_How to complete this task_:
Figure out how many lines in these records contain "below". Only the number belongs in the reply.

_Data for review_:
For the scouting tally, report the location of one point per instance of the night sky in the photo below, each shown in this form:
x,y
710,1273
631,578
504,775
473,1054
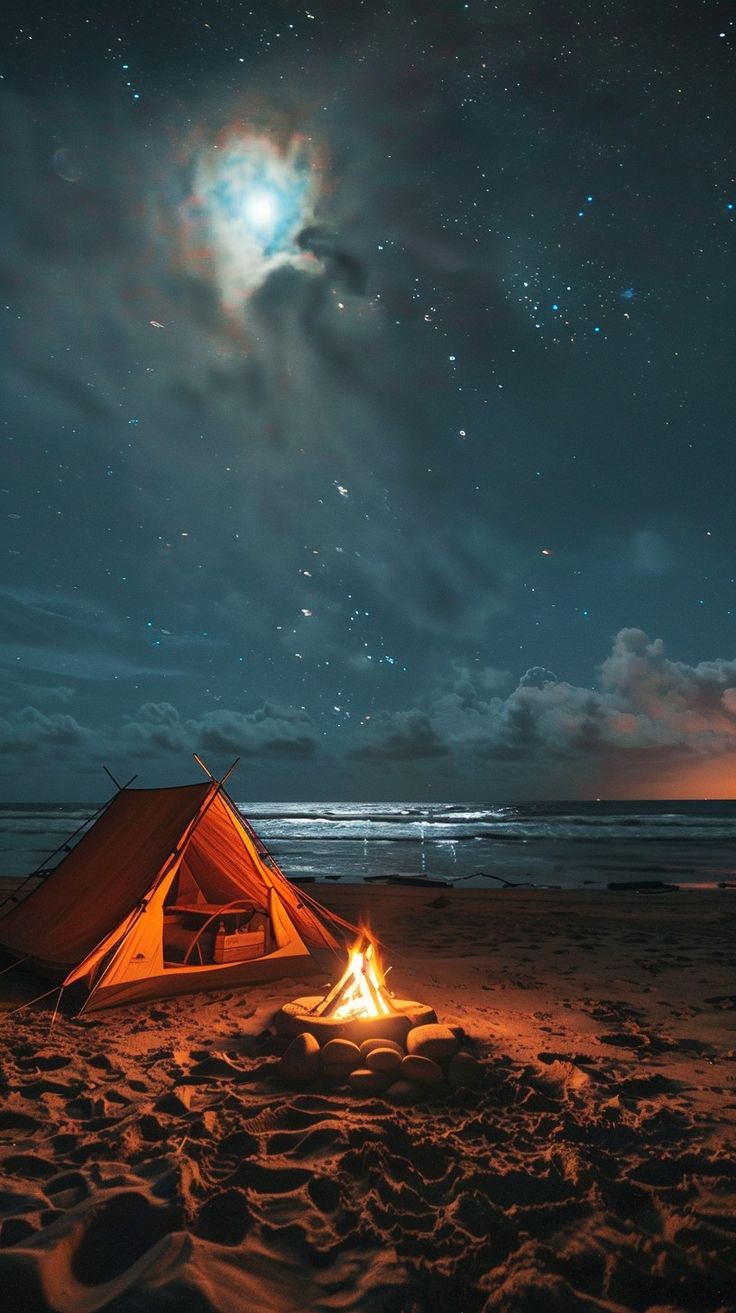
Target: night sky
x,y
368,398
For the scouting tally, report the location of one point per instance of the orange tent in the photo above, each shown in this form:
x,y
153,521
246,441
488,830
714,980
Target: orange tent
x,y
168,892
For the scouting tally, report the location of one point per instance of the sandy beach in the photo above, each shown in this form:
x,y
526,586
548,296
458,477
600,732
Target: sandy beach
x,y
152,1158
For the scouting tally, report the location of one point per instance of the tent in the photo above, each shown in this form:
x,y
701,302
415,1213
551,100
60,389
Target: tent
x,y
168,892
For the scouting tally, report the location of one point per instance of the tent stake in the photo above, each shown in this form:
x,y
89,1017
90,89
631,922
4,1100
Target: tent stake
x,y
55,1009
32,1001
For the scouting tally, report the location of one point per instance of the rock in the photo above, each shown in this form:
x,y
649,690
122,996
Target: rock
x,y
340,1056
365,1081
465,1072
406,1093
302,1060
423,1070
377,1043
432,1041
383,1060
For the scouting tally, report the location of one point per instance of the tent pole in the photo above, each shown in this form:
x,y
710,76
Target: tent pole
x,y
13,894
17,963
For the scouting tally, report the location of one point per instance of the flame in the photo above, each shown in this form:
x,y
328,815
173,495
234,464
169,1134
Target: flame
x,y
360,989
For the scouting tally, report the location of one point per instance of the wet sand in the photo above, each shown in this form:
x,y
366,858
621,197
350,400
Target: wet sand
x,y
154,1160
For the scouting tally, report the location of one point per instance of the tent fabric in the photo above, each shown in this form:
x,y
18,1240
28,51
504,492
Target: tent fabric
x,y
112,868
100,914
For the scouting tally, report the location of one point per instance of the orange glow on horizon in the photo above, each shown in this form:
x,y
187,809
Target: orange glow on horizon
x,y
711,777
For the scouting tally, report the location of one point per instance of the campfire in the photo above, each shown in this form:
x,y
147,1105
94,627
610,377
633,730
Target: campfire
x,y
358,1006
360,991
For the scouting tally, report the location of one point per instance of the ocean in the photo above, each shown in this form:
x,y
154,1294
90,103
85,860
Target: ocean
x,y
541,844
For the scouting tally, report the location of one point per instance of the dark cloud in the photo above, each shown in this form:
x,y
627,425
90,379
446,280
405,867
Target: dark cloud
x,y
644,708
368,477
403,737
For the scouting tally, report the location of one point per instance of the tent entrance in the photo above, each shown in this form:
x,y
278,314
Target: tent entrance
x,y
200,934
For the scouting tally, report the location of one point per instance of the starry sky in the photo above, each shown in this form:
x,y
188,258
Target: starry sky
x,y
368,398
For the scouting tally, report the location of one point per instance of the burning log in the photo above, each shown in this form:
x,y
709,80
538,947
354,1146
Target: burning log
x,y
357,1007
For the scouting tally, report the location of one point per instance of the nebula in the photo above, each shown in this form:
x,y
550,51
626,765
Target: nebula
x,y
249,201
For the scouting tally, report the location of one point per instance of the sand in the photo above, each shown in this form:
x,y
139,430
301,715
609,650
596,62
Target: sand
x,y
152,1160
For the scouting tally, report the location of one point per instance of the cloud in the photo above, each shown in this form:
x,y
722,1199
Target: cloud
x,y
404,735
158,729
646,707
29,730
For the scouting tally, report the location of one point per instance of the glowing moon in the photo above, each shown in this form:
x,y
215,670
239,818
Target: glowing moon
x,y
251,198
261,210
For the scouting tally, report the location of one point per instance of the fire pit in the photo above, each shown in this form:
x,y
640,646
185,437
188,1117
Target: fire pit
x,y
357,1007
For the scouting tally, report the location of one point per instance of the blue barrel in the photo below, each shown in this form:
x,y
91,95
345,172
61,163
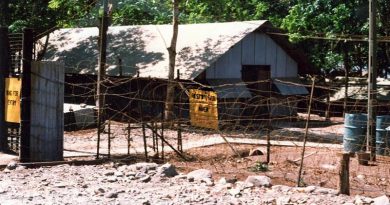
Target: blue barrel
x,y
355,126
382,135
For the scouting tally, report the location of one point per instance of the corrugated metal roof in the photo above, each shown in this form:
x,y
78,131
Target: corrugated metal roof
x,y
290,86
230,88
144,48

_Output_:
2